Fire*Wolf 4: Le Radici del Male
Edizione EL 1993
autore/i James Herbert Brennan
Recensore Anima di Lupo

La saga di Lord Fire*Wolf Xandine si conclude con questo quarto libro dal titolo bellissimo e dalla copertina accattivante. Ecco, i complimenti finiscono qui. Anche se l’autore ha cercato di ammaliarci con il suo stile forbito, la sua creazione non è altro che una mattonata di bivi orribili (privi di interesse, del tipo vai a ovest o a est, scegliendo completamente a caso) inseriti in una giocabilità costruita talmente male che anche la spada del destino ne avrebbe paura.

Tanto per cominciare, il Regolamento è assurdo. Non è possibile applicarlo in maniera corretta e procedere con il gioco in condizioni tali da divertirsi. Anche riuscendo a farsi piacere calcoli talmente alti da dover usare una calcolatrice (!), la componente aleatoria dovuta alla fortuna con i dadi è così elevata da far passare la voglia di riiniziare daccapo per l’ennesima volta.

Si inizia con la creazione del personaggio: per calcolare il valore numerico di 7 delle 8 caratteristiche del protagonista (Forza, Velocità, Resistenza, Coraggio, Fortuna, Carisma e Fascino) bisogna tirare 2d6 e moltiplicare il risultato ottenuto per 8. L’autore “giustifica” i valori alti dicendo che rappresentano la percentuale a disposizione di Fire*Wolf. L’ottava caratteristica è l’Abilità e, senza contare le avventure precedenti, ha un valore di partenza pari a 10. Sommando le sette caratteristiche sopracitate si ottiene il totale dei Punti Vita, che rappresentano la nostra energia e se arrivano a zero, siamo morti.

Tutti i combattimenti iniziano tirando (sia per noi sia per l’avversario) 2d6 e aggiungendo le caratteristiche che, secondo la logica, permettono di stabilire chi è più svelto: Velocità, Coraggio e Fortuna. Chi ottiene il risultato più alto agisce per primo e può tentare il colpo. Stabilito ciò, si passa a vedere se il colpo va a segno: si tirano 2d6 e solo facendo da 7 in su si colpisce. Per ogni 10 punti della caratteristica Abilità possiamo abbassare il massimale (pari a 7, come abbiamo appena detto) di 1 punto. Nel caso questa sia la nostra prima avventura, ci basta un 6 per colpire l’avversario. Altra modifica in questa fase è dovuta alla Fortuna: possiamo abbassare di 1 punto il massimale (7) se abbiamo un punteggio di Fortuna superiore a 72. Per avere un così alto valore nella Fortuna bisogna aver estratto un 9 per quella caratteristica (9x8=72), tiro abbastanza difficile da ottenere con un 2d6. Se si colpisce l’avversario, bisogna calcolare il danno provocato (corrispondente ai Punti Vita da sottrarre al nemico o a se stessi se è il nemico a colpire) che è equivalente alla differenza tra il minimo necessario per colpire e il valore ottenuto ai dadi, il tutto moltiplicato per 10.
**********
▸ ESERCIZI PROPOSTI
• A. In base alla recensione, rispondi:
(i) Per quale numero si moltiplica il risultato di 2d6 nel calcolo di sette caratteristiche del protagonista?
(ii) Qual è il valore di partenza dell'Abilità, senza contare le avventure precedenti?
(iii) Quale risultato minimo ai 2d6 serve per colpire, prima di qualsiasi modifica?
• B. Trascrivi senza modifiche la parte della recensione compresa tra "Tanto per cominciare, il" e "per l’ennesima volta.", estremi inclusi.
• C. Elenca le caratteristiche del protagonista il cui valore, secondo la recensione, si ottiene tirando 2d6 e moltiplicando il risultato per 8.
Gli elementi non servono per svolgere gli esercizi.
**********
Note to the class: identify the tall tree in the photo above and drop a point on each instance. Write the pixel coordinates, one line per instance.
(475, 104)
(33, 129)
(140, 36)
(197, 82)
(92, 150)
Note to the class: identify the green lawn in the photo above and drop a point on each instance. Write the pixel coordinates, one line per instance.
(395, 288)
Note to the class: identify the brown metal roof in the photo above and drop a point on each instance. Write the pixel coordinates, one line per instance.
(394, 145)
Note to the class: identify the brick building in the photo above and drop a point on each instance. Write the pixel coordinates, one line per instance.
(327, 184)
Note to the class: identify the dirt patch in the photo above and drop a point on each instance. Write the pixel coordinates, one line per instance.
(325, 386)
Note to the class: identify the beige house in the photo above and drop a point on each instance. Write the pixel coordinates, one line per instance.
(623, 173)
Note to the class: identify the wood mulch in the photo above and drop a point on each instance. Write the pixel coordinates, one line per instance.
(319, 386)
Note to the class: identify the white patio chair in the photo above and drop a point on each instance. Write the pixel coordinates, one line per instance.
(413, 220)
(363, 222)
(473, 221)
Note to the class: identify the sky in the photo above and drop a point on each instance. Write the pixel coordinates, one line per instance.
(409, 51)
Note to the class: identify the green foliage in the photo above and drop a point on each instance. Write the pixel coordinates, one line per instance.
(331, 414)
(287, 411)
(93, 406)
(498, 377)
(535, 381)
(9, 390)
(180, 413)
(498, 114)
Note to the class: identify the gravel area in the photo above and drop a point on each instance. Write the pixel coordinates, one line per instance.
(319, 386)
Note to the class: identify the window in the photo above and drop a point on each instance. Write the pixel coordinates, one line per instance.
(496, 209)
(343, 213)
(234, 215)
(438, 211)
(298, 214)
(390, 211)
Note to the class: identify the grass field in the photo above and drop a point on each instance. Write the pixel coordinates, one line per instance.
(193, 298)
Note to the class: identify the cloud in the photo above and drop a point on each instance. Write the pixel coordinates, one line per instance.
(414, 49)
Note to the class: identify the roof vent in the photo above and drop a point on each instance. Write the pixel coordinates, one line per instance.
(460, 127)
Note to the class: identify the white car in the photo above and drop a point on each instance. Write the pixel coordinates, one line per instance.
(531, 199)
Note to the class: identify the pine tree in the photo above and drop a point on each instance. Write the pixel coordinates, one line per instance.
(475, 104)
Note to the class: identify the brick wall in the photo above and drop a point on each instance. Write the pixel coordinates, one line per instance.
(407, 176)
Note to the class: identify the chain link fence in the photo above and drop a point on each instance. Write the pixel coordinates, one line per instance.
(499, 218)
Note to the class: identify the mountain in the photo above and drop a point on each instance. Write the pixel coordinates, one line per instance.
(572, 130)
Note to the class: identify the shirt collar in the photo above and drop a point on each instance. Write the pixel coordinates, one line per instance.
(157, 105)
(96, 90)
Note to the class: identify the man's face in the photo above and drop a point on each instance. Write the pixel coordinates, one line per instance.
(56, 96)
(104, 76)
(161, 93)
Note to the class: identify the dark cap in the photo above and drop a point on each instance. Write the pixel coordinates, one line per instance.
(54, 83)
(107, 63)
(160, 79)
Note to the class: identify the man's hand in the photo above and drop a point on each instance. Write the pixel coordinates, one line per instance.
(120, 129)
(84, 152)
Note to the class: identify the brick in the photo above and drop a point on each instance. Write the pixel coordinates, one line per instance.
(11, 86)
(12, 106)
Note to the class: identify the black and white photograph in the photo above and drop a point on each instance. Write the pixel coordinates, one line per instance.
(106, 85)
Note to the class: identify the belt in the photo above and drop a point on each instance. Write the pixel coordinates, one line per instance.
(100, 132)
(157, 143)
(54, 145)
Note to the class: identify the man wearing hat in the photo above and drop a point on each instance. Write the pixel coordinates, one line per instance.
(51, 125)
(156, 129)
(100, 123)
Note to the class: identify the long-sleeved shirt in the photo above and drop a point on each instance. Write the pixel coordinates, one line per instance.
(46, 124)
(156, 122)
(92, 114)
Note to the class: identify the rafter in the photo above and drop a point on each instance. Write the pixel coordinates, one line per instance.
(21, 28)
**********
▸ SOLUZIONI
• A.
(i) Per 8.
(ii) 10.
(iii) 7.

• B.
Tanto per cominciare, il Regolamento è assurdo. Non è possibile applicarlo in maniera corretta e procedere con il gioco in condizioni tali da divertirsi. Anche riuscendo a farsi piacere calcoli talmente alti da dover usare una calcolatrice (!), la componente aleatoria dovuta alla fortuna con i dadi è così elevata da far passare la voglia di riiniziare daccapo per l’ennesima volta.

• C. Forza, Velocità, Resistenza, Coraggio, Fortuna, Carisma, Fascino.